# Task to carry out
Your job is to copy every record exactly.

# Point-per-instance localization data
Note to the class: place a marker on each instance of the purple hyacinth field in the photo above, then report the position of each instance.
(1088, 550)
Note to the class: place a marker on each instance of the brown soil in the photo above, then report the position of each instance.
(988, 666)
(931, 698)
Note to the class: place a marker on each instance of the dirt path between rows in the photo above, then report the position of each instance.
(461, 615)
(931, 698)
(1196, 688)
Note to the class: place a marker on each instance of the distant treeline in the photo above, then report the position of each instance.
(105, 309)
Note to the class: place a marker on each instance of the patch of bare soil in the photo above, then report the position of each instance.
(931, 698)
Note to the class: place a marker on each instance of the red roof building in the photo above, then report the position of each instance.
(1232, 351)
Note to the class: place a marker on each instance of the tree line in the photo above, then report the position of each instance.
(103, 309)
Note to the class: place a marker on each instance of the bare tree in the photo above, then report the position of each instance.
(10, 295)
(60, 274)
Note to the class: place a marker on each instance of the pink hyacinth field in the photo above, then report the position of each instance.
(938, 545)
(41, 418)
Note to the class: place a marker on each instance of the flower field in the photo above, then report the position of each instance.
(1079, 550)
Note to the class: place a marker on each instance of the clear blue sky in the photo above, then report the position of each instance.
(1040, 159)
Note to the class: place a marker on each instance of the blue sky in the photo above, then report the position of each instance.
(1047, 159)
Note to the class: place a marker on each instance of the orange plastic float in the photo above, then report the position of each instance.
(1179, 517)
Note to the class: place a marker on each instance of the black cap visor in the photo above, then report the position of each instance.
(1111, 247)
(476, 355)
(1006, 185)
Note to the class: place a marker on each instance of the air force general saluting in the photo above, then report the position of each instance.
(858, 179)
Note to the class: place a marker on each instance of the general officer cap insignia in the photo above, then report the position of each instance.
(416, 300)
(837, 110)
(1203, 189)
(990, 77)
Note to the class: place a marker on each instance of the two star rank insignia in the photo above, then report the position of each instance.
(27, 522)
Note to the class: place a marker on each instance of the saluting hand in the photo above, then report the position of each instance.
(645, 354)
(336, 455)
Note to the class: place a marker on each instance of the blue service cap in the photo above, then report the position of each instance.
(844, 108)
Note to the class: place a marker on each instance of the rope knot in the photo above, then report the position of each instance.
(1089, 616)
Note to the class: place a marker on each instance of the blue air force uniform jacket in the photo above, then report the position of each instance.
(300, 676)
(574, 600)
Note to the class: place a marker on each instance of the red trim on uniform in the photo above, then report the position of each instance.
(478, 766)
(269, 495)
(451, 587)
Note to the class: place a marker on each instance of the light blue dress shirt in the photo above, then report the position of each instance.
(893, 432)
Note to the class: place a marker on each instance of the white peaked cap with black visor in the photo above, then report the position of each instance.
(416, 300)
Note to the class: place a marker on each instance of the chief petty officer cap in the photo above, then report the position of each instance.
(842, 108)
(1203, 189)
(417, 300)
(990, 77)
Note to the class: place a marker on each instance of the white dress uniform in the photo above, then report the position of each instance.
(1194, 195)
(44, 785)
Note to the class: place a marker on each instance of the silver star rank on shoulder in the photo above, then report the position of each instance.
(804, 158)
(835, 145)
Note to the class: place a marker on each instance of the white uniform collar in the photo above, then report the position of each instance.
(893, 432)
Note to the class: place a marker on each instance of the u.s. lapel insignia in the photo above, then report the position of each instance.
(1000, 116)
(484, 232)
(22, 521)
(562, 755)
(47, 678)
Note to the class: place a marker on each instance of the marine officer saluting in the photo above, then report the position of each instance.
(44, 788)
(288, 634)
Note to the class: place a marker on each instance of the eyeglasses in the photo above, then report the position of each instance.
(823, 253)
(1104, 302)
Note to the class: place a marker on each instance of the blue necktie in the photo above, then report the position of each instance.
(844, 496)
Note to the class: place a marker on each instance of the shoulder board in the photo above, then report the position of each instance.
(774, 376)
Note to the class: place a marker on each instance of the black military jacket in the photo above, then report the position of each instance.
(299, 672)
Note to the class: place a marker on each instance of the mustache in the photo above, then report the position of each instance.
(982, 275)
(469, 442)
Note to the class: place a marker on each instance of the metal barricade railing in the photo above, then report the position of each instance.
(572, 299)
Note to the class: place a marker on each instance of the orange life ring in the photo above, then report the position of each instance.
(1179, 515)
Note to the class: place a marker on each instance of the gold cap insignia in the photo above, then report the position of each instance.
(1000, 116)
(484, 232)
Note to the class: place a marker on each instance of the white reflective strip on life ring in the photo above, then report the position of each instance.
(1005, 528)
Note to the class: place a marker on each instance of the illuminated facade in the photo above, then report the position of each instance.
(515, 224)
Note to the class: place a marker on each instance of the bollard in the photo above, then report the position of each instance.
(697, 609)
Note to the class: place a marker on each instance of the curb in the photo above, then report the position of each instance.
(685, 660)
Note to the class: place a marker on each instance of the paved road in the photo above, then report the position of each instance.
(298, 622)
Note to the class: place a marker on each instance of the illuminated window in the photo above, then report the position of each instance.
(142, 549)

# Answer
Note to the class: place a marker on each instance of the purple hyacinth field in the photo above, then report the position of each instance.
(1088, 550)
Note to the class: place a marker on each instance of the brown soil in the photo above, then report the position of each instance.
(988, 666)
(931, 698)
Note to the class: place a marker on each instance of the dirt path between rows in the photo above, then report the position of each instance.
(461, 615)
(931, 698)
(1196, 688)
Note to the class: place a marker on each instance of the distant treeline in the photo above, then report the position of each instance.
(105, 309)
Note to the class: place a marker on each instance of the patch of bare soil in the photo above, then report the position of each instance.
(931, 698)
Note to the class: place a marker on each instance of the red roof building in the photo above, then report the position of each instance.
(1232, 351)
Note to the class: place a marker on each instance of the tree line in the photo above, then report the position of each instance.
(103, 309)
Note to the class: place a marker on each instance of the bare tree in the photo above, then report the position of each instance.
(10, 295)
(60, 274)
Note to the class: place a marker on each instance of the pink hyacinth field in the photo above, then report the position of each instance.
(938, 545)
(41, 418)
Note to the class: place a marker on each instance of the flower field in the photo above, then report the position of each instance.
(1079, 550)
Note to the class: place a marker on each instance of the clear blue sky in the photo above, then report the position of each instance.
(1040, 159)
Note to the class: place a marker on each instance of the blue sky in the photo above, then report the position of each instance.
(1047, 159)
Note to the class: place a marker on each instance of the orange plastic float in the photo above, then report the position of each instance.
(1179, 517)
Note to the class: place a marker on each instance of the black cap visor in the photo above, then report the position of each instance.
(1111, 247)
(476, 355)
(1006, 185)
Note to the class: place a marker on each instance of the air force general saluting in the photo above, then report the position of each instance.
(858, 179)
Note to the class: place a marker on each instance of the general officer cap insignia in the photo above, then report the position of each instance.
(416, 300)
(837, 110)
(1203, 189)
(990, 77)
Note to the class: place a marker on each instance of the two star rank insignia in the photo above, then report the position of each instance.
(27, 522)
Note to the class: place a marker on each instance of the saluting hand in the photo above, then report the position of each instance.
(645, 354)
(336, 455)
Note to the class: place a marker on each instance of the blue service cap in the photo above, then report the position of each instance.
(844, 108)
Note to the class: place a marker on each instance of the rope knot in the photo above, then report the position of each instance.
(1089, 616)
Note to the class: place a marker on each instance of the blue air force uniform jacket in the photo above, then report the position of each instance.
(300, 676)
(574, 600)
Note to the class: place a marker on each instance of the red trim on uniform in the photo above, then report the position of each instance.
(478, 766)
(269, 495)
(451, 587)
Note to the class: place a marker on each instance of the light blue dress shirt in the photo above, then report the position of each instance.
(893, 432)
Note to the class: place a marker on each instance of the white peaked cap with black visor in the photo above, then report the position of each instance.
(416, 300)
Note to the class: place a marker on each instance of the chief petty officer cap in the photo above, then report the position of each instance.
(842, 108)
(1203, 189)
(417, 300)
(990, 77)
Note to the class: place a marker on each instance of the white dress uniform in the photo above, then report the position of each instance.
(1194, 195)
(44, 785)
Note to the class: place a marker on each instance of the silver star rank on shoulder in the photo above, then report the position of each instance.
(804, 158)
(835, 145)
Note to the class: place a marker on each instance of the white uniform collar in the photo above, then report the position of each instance.
(893, 432)
Note to the class: place a marker on each instance of the u.s. lapel insignia in the photo above, then report the position of each instance.
(1000, 116)
(484, 232)
(22, 521)
(562, 755)
(47, 678)
Note to the class: place a marker on each instance of the marine officer saluting in the photo above, then report the position of each instance.
(44, 788)
(288, 634)
Note to the class: place a marker on each instance of the eyeglasses in the photo above, then report the position of each instance.
(823, 253)
(1104, 302)
Note to the class: place a marker on each instance of the blue necktie in the photo above, then report the position of each instance.
(844, 496)
Note to the class: place a marker on each instance of the shoulder board in the photo above, then report the position of each instance.
(774, 376)
Note to the class: place a marker on each instance of the black military jacket in the photo above, then report the position of each instance.
(299, 672)
Note to the class: place a marker on each instance of the mustache in the photo above, then report the position of each instance.
(982, 275)
(469, 442)
Note to the class: place a marker on each instance of the metal barricade railing in the photo above, then report the position of each instance.
(572, 299)
Note to the class: place a marker on each instance of the orange life ring in the photo above, then report the position of each instance.
(1179, 515)
Note to the class: place a marker on each instance of the gold cap insignia in the photo above, then report the position of each instance.
(1000, 116)
(484, 232)
Note to the class: place a marker on each instance of the white reflective strip on life ring in the photo above, then report the position of each instance.
(1005, 528)
Note to the class: place a marker on each instance of the illuminated facade in the photo above, then report the position of each instance.
(515, 224)
Note to the class: place a marker on each instance of the bollard in the photo above, then report the position of each instance.
(697, 609)
Note to the class: place a marker on each instance of the curb in the photo above, then report the position of each instance.
(685, 660)
Note to the class: place a marker on each instance of the paved road in the photo above, then report the position of each instance.
(298, 622)
Note to the class: place a marker on each instance of the illuminated window in the photo above, then report the position of each instance.
(142, 549)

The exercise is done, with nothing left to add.